Refactor the options to ignore errors. This is now good enough to close

#13.
ecmwf · Nov 3, 2018 · d3d4896 · d3d4896
1 parent 52945f4
commit d3d4896
Show file tree

Hide file tree

Showing 8 changed files with 24 additions and 27 deletions.
diff --git a/CHANGELOG.rst b/CHANGELOG.rst
@@ -8,6 +8,8 @@ Changelog for cfgrib
 - Saves one index file per set of ``index_keys`` in a much more robust way.
 - Refactor CF-encoding and add the new ``encode_cf`` option to ``backend_kwargs``.
   See: `#23 <https://github.com/ecmwf/cfgrib/issues/23>`_.
+- Refactor error handling and the option to ignore errors (not well documented yet).
+  See: `#13 <https://github.com/ecmwf/cfgrib/issues/13>`_.
 
 
 0.9.3.1 (2018-10-28)

diff --git a/README.rst b/README.rst
@@ -248,13 +248,14 @@ Attributes:
 
 *cfgrib* also provides an **experimental function** that automate the selection of
 appropriate ``filter_by_keys`` and returns a list of all valid ``xarray.Dataset``'s
-in the GRIB file. The ``open_datasets`` is intended for interactive exploration of a file
+in the GRIB file (add ``backend_kwargs={'errors': 'ignore'}`` for extra robustness).
+The ``open_datasets`` is intended for interactive exploration of a file
 and it is not part of the stable API. In the future it may change or be removed altogether.
 
 .. code-block: python
 
 >>> from cfgrib import xarray_store
->>> xarray_store.open_datasets('nam.t00z.awp21100.tm00.grib2')
+>>> xarray_store.open_datasets('nam.t00z.awp21100.tm00.grib2', backend_kwargs={'errors': 'ignore'})
 [<xarray.Dataset>
 Dimensions:        (isobaricInhPa: 19, x: 93, y: 65)
 Coordinates:

diff --git a/cfgrib/cfgrib_.py b/cfgrib/cfgrib_.py
@@ -70,12 +70,7 @@ def __init__(self, filename, lock=None, **backend_kwargs):
         if lock is None:
             lock = ECCODES_LOCK
         self.lock = ensure_lock(lock)
-
-        # NOTE: filter_by_keys is a dict, but CachingFileManager only accepts hashable types
-        if 'filter_by_keys' in backend_kwargs:
-            backend_kwargs['filter_by_keys'] = tuple(backend_kwargs['filter_by_keys'].items())
-
-        self.ds = cfgrib.open_file(filename, mode='r', **backend_kwargs)
+        self.ds = cfgrib.open_file(filename, **backend_kwargs)

● **Set of tasks**:
• a. Answer these questions about the cfgrib commit:
(i) How many files does it change, with how many additions and deletions?
(ii) Which issue number does the new changelog line on error handling cite?
(iii) What keyword argument is added to the `open_datasets` call in the README?
• b. Write what comes next in the cfgrib commit diff, picking up right after its last line.
The rows below come from a different source than the cfgrib commit.

● **Data shown**:
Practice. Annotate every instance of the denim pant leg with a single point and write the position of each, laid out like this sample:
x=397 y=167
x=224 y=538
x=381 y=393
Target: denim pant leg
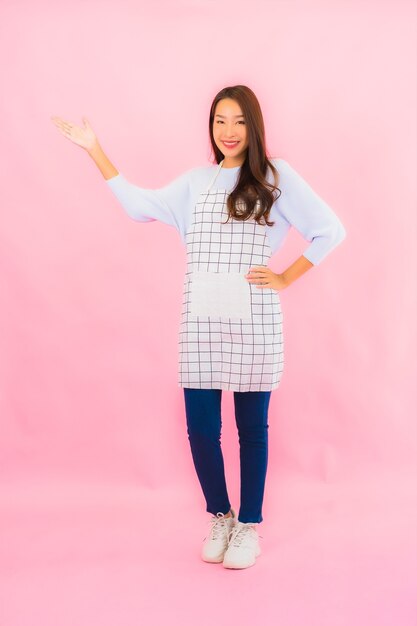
x=251 y=412
x=203 y=415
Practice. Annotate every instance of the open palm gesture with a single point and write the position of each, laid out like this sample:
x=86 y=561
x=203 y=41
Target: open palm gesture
x=82 y=136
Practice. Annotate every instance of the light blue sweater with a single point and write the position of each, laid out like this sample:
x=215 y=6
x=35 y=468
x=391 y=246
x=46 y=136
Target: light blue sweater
x=298 y=206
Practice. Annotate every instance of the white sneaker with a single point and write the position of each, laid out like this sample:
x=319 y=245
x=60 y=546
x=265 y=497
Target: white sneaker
x=243 y=546
x=216 y=542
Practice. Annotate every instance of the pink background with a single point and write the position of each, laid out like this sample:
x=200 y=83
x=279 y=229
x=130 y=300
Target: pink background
x=102 y=517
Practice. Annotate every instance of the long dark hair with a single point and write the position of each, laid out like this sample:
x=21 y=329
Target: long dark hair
x=252 y=196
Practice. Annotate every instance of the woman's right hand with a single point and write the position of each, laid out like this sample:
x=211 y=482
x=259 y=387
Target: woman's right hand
x=84 y=137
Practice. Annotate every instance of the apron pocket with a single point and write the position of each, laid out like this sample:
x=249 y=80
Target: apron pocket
x=220 y=294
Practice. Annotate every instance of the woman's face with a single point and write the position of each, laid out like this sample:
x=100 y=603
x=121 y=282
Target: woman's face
x=229 y=132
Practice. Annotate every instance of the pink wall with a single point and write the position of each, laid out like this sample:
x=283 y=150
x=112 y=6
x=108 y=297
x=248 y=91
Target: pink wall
x=91 y=300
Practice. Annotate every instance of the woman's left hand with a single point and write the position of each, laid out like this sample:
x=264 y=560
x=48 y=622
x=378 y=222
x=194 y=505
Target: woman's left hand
x=263 y=278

● **Responses per task**:
• a.
(i) 8 files, with 24 additions and 27 deletions.
(ii) #13.
(iii) `backend_kwargs={'errors': 'ignore'}`

• b.
     def open_store_variable(self, name, var):
         if isinstance(var.data, np.ndarray):

diff --git a/cfgrib/dataset.py b/cfgrib/dataset.py
@@ -368,7 +368,7 @@ def dict_merge(master, update):
 
 
 def build_dataset_components(
-        stream, indexpath='{path}.{short_hash}.idx', filter_by_keys={},
+        stream, indexpath='{path}.{short_hash}.idx', filter_by_keys={}, errors='ignore',
         encode_cf=('parameter', 'time', 'geography', 'vertical'), log=LOG,
 ):
     filter_by_keys = dict(filter_by_keys)
@@ -389,7 +389,10 @@ def build_dataset_components(
             dict_merge(dimensions, dims)
             dict_merge(variables, vars)
         except ValueError:
-            log.exception("skipping variable with paramId==%r shortName=%r", param_id, short_name)
+            if errors == 'ignore':
+                log.exception("skipping variable: paramId==%r shortName=%r", param_id, short_name)
+            else:
+                raise
     attributes = enforce_unique_attributes(index, GLOBAL_ATTRIBUTES_KEYS, filter_by_keys)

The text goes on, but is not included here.